### Directive
Can you quote the records below word for word, leaving out the pictures?

*** Stored records ***

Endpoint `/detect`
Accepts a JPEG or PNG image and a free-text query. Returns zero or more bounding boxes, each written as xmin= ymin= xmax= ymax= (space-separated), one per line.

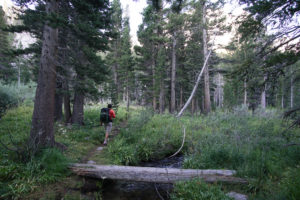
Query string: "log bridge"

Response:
xmin=70 ymin=164 xmax=248 ymax=184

***

### Output for this exercise
Endpoint `/detect`
Accepts a JPEG or PNG image and a free-text query. Returns zero or more bounding boxes, each written as xmin= ymin= xmax= ymax= (space-separated), one per line.

Query string: "log bridge"

Response:
xmin=70 ymin=164 xmax=248 ymax=184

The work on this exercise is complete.